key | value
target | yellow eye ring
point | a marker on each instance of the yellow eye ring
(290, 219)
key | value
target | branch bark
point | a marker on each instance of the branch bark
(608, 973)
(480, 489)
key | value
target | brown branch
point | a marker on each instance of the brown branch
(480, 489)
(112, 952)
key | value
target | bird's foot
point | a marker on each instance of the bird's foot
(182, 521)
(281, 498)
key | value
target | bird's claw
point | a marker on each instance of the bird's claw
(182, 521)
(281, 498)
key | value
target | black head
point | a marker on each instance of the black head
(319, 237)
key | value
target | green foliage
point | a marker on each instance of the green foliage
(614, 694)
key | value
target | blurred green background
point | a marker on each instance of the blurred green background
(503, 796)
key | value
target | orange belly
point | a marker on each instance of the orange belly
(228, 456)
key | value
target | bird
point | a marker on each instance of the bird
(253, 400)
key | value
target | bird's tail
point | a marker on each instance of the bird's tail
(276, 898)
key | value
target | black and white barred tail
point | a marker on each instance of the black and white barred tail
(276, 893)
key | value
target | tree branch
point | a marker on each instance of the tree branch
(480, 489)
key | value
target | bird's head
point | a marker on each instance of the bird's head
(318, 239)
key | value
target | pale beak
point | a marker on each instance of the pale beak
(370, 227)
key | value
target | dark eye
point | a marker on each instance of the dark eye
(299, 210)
◇ ◇ ◇ ◇ ◇ ◇ ◇
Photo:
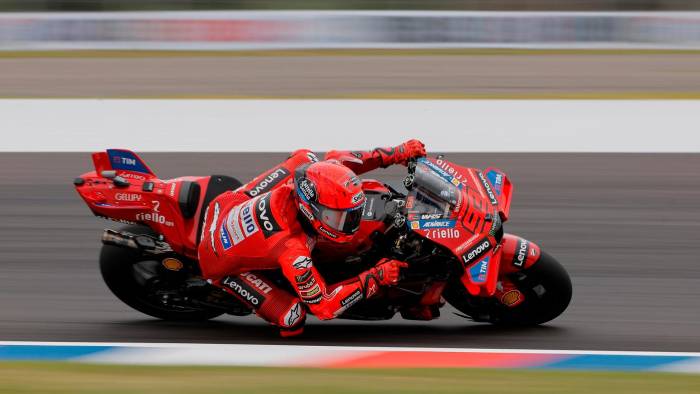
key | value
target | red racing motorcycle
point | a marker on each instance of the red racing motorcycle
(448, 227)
◇ ◇ ◇ ◇ ◇ ◇ ◇
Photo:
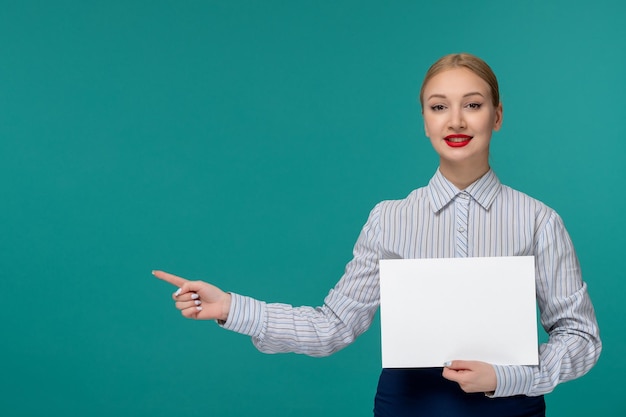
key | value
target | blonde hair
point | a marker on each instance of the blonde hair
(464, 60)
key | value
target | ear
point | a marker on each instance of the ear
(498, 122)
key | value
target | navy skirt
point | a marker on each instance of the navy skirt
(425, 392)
◇ ◇ ◇ ◇ ◇ ◇ ◇
[What you need to do]:
Identify every line of the material above that contains the word "skirt", and copy each one.

[Answer to this problem]:
target | navy skirt
point | a marker on each instance of the navy skirt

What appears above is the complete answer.